### EXERCISE INSTRUCTIONS
Search the records below for the line containing "of the ceiling". Output that line and all later lines exactly; output nothing else.

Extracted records
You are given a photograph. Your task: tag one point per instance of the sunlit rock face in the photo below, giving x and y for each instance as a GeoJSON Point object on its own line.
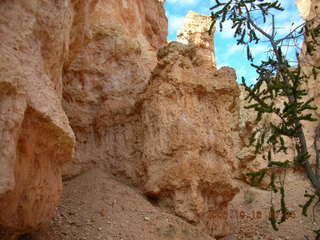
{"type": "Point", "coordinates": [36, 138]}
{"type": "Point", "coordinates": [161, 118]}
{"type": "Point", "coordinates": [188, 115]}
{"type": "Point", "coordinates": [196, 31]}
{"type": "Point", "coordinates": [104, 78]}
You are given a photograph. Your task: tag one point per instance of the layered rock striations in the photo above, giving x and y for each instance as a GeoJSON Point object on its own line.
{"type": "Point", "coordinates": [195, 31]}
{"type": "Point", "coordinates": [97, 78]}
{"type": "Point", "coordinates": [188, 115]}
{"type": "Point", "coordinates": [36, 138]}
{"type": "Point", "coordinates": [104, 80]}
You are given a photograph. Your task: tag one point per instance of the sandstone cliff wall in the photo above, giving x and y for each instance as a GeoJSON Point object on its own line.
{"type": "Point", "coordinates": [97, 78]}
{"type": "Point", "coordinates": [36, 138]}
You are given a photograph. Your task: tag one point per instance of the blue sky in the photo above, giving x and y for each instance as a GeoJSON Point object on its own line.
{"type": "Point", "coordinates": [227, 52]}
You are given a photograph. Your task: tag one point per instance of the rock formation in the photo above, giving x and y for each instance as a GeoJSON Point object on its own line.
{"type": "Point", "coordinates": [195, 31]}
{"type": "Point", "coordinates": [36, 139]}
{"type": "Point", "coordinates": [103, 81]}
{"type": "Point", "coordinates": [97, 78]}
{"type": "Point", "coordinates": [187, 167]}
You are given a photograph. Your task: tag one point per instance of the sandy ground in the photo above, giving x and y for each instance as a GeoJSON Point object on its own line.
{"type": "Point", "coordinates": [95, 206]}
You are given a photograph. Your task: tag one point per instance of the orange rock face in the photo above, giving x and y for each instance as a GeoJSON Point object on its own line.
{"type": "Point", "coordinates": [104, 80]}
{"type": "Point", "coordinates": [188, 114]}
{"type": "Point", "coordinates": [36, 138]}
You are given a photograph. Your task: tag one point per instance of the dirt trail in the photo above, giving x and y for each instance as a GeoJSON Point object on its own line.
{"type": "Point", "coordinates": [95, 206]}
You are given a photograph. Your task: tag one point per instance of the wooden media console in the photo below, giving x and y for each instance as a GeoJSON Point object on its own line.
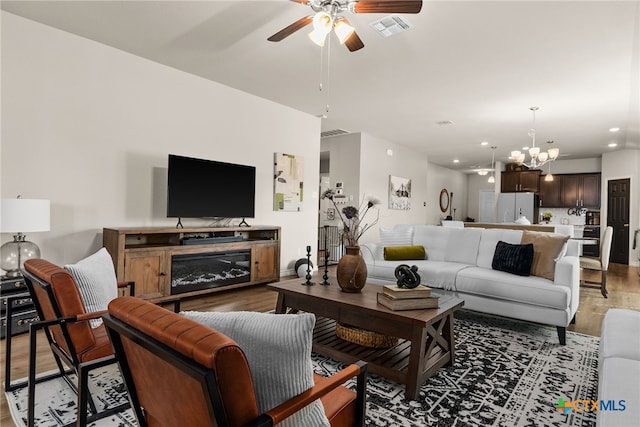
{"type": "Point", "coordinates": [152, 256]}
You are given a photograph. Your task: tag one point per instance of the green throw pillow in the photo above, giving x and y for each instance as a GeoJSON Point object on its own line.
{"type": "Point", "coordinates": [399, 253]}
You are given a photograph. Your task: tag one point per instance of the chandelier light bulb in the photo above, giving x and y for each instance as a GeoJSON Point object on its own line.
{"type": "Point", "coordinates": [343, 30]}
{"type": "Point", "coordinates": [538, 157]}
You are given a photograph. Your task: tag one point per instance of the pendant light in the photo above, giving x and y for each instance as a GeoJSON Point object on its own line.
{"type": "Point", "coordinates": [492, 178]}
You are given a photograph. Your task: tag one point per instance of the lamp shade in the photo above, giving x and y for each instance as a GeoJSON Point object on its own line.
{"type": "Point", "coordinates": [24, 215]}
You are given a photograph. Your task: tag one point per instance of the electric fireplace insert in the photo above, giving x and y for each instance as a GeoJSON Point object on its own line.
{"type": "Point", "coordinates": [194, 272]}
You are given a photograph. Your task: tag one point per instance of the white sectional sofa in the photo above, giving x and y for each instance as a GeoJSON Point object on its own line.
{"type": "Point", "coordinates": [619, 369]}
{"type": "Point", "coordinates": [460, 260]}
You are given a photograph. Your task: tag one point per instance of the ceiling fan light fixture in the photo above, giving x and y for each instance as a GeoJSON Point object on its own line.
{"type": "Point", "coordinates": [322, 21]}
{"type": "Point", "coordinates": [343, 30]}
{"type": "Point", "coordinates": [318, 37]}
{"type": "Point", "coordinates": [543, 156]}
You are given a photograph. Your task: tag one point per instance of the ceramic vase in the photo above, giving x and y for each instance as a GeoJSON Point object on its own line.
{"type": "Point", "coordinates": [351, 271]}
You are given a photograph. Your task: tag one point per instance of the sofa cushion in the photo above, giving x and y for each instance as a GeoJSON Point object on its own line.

### SOLUTION
You are given a photograph. Your task: tag one point per instance of the ceiling fan light fixture in the photo above, giving x and y for each instance as a GeoJSON Point object on its own line.
{"type": "Point", "coordinates": [322, 21]}
{"type": "Point", "coordinates": [343, 30]}
{"type": "Point", "coordinates": [318, 37]}
{"type": "Point", "coordinates": [543, 156]}
You are given a photograph. Your task: tag one point per instance of the ceramic vase in the photo above, giving x and y for each instance as a GeoJSON Point object on its own line.
{"type": "Point", "coordinates": [351, 271]}
You are given a photograph. Your task: tag one point per instance of the sofa cushion in the photo above, giving x and y for each instance as a GeoJSON Point object on its own line.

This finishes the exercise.